» EXTRACT:
'''

In this case, the jury found that Penn Central and Jennings were guilty of wanton misconduct. However, the Court of Appeals reversed. Therefore, we must determine whether the jury could have reasonably concluded, based on the evidence, that wanton misconduct existed. We *212will consider the conduct of appellees separately — first Penn Central, then Jennings.
The test for determining wanton misconduct was defined in Hawkins v. Ivy (1977), 50 Ohio St. 2d 114. As stated by the Court of Appeals in the instant case, Hawkins created a two-part test for wanton misconduct. First, there is a failure to exercise any care whatsoever by those who owe a duty of care to the appellant. Secondly, this failure occurs under circumstances in which there is great probability that harm will result from the lack of care. The first prong of the test requires that we determine the duty appellees owed appellant, and also the extent of care exercised by appellees. Then, we must consider the nature of the hazard created by the circumstances.

'''

[Dataset excerpt]
'''

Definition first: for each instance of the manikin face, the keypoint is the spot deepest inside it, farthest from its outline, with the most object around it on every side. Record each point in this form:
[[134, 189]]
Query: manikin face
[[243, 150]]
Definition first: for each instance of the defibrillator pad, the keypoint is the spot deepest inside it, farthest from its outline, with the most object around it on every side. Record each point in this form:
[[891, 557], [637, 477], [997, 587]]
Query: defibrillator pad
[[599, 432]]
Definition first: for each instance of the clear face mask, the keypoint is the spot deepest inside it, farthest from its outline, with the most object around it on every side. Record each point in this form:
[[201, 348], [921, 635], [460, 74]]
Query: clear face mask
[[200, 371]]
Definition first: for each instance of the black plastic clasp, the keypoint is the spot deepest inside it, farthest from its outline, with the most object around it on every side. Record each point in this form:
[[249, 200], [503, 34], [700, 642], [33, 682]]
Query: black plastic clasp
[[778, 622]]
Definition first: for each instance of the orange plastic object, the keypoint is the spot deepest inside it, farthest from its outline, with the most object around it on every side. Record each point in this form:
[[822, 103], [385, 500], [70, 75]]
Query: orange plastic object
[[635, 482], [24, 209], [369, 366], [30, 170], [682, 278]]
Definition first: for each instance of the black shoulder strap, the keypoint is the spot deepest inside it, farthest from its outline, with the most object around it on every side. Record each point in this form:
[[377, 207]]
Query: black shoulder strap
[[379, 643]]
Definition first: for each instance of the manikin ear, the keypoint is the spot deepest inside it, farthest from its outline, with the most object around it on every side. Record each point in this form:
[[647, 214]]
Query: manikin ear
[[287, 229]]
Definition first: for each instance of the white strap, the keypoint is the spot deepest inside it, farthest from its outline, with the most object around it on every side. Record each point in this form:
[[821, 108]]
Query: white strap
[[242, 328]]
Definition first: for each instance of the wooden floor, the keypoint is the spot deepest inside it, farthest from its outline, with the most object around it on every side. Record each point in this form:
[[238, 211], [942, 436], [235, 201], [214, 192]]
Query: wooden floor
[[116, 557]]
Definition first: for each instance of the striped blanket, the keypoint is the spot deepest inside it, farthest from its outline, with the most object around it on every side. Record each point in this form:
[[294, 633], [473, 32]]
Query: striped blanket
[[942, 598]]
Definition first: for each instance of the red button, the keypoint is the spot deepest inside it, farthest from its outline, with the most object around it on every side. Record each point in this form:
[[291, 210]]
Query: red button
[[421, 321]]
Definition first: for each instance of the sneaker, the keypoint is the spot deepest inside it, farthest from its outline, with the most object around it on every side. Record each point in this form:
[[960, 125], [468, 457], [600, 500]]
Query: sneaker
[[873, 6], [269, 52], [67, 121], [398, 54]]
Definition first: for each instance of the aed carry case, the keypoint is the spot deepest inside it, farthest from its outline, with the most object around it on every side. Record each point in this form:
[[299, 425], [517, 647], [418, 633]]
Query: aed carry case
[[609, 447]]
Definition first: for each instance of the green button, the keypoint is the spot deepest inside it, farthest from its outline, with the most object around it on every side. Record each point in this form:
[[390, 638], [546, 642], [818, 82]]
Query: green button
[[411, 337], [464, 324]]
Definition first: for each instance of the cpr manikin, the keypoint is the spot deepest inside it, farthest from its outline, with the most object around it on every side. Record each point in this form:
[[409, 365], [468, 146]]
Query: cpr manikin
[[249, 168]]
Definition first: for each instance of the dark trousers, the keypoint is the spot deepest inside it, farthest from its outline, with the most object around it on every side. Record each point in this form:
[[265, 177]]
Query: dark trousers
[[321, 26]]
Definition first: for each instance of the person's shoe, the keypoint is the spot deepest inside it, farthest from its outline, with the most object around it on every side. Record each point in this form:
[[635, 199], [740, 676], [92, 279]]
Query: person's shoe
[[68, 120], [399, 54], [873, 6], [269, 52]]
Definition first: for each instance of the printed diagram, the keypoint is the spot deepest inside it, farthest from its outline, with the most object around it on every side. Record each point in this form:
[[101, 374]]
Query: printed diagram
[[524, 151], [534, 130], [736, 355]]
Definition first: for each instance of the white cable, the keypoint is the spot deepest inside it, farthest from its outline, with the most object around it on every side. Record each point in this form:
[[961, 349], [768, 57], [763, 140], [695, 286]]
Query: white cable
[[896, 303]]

'''

» REQUEST A:
Restate the paragraph of the wanton misconduct opinion that begins "The test for determining wanton misconduct" as a short list, keeping its main facts.
» REQUEST B:
Continue the wanton misconduct opinion from the point where it stops.

» FINAL ANSWER A:
- Source of the test: Hawkins v. Ivy (1977), 50 Ohio St. 2d 114, as noted by the Court of Appeals.
- First part: those who owe the appellant a duty of care fail to exercise any care whatsoever.
- Second part: the failure occurs under circumstances with a great probability that harm will result.
- Applying the first part: determine the duty appellees owed appellant and the extent of care they exercised.
- Applying the second part: consider the nature of the hazard the circumstances created.

» FINAL ANSWER B:
This test was later applied in Pisel v. Baking Co. (1980), 61 Ohio St. 2d 142. The court concluded that “[t]he defendant in Hawkins failed to exercise any care whatsoever.” Id. at page 144. In Pisel the defendant’s disabled vehicle obstructed the road as a result of an accident — not intentional conduct. In this emergency situation, the defendant’s minimal efforts to warn were sufficient to overcome the allegation of wanton misconduct. However, greater care is required when an act is intentional. In the instant case, the train was in the crossing because of intentional conduct.
I.
Penn Central contends that the train in the crossing is, in itself, actual notice and an adequate warning. Because the train extended across the road, Penn Central argues that the train preempted the crossing and ordinary care did not require any additional warnings. Furthermore, it argues that the crossing was not exceptionally hazardous and no extra-statutory warnings were required.
There is support for the railroad’s position in prior case law. For example, the syllabus of Reed v. Erie Rd. Co. (1938), 134 Ohio St. 31, states that:
“A railroad company is not liable for the death of an automobile passenger occasioned when the automobile is driven against a moving freight train rightfully occupying its track at a highway crossing in the open country, where it appears that the company had erected a sign in literal compliance *213with Section 8852, General Code, that there were other effective signs denoting the presence of the crossing and that the automobile struck the forty-second car back of the locomotive.”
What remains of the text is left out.